EXERCISE REQUIREMENTS
Reproduce the stretch of items from the very start through the line containing "148), (51, 150)]]", including both ends.
--- start of RECORD SET ---
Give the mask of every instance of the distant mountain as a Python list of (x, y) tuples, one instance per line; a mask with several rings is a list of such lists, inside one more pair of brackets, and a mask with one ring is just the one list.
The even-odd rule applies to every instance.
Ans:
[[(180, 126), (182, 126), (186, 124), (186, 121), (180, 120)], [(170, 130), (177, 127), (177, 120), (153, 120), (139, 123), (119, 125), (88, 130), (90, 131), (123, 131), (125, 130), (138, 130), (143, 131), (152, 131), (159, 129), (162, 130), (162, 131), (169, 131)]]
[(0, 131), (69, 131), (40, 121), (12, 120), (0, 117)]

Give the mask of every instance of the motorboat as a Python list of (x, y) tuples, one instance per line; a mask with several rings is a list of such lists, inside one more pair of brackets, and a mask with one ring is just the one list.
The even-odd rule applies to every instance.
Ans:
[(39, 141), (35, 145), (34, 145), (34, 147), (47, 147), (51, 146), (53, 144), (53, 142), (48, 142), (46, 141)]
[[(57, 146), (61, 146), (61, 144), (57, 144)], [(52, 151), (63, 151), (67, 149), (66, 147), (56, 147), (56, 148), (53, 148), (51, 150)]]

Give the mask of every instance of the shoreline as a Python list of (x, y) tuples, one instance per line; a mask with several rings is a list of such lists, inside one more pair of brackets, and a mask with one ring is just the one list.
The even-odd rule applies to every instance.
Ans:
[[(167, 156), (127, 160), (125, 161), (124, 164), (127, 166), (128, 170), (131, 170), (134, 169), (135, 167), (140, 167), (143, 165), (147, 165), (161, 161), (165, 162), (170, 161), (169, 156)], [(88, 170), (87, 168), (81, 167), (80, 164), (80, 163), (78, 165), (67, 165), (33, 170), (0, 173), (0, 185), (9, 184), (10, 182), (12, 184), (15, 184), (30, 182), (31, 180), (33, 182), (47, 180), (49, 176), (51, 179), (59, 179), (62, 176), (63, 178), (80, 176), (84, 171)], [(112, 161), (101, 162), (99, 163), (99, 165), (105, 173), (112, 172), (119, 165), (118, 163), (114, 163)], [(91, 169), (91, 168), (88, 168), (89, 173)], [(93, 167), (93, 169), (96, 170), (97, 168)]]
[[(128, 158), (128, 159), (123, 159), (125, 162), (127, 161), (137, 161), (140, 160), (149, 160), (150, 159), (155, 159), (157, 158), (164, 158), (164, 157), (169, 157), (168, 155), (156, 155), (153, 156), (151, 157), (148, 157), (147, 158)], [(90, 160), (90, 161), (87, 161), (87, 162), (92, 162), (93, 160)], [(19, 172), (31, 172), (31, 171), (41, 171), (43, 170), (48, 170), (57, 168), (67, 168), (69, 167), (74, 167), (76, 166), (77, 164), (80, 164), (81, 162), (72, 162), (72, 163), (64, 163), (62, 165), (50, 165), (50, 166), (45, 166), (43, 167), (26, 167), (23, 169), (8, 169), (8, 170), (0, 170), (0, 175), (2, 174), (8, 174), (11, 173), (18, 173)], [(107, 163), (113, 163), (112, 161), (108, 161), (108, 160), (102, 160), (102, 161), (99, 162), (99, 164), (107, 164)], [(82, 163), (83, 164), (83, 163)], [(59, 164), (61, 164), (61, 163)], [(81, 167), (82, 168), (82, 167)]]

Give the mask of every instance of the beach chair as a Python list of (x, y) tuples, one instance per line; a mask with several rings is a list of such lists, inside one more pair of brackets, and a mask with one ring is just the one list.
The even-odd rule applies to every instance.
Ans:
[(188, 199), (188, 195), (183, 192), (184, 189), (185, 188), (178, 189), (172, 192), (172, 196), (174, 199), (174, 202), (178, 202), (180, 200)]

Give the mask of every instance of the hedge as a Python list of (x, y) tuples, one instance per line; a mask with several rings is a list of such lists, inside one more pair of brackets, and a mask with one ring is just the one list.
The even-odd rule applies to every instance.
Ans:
--- end of RECORD SET ---
RIGHT ANSWER
Give the mask of every instance of the distant mountain as a Python list of (x, y) tuples, one instance per line; a mask with several rings is a list of such lists, inside one more pair of brackets, and a mask with one ring is just the one list.
The even-odd rule applies to every instance.
Ans:
[[(180, 126), (182, 126), (186, 124), (186, 121), (180, 120)], [(170, 130), (177, 127), (177, 120), (153, 120), (139, 123), (119, 125), (88, 130), (90, 131), (123, 131), (125, 130), (138, 130), (143, 131), (152, 131), (159, 129), (162, 130), (162, 131), (169, 131)]]
[(0, 131), (69, 131), (40, 121), (12, 120), (0, 117)]

Give the mask of every instance of the motorboat as a Python list of (x, y) tuples, one instance per line; a mask with several rings is a list of such lists, inside one more pair of brackets, and a mask with one ring is just the one list.
The even-odd rule applies to every instance.
Ans:
[(39, 141), (35, 145), (34, 145), (34, 147), (47, 147), (51, 146), (53, 144), (53, 142), (48, 142), (46, 141)]
[[(57, 146), (61, 146), (61, 144), (57, 144)], [(52, 151), (63, 151), (67, 149), (66, 147), (56, 147), (56, 148), (53, 148), (51, 150)]]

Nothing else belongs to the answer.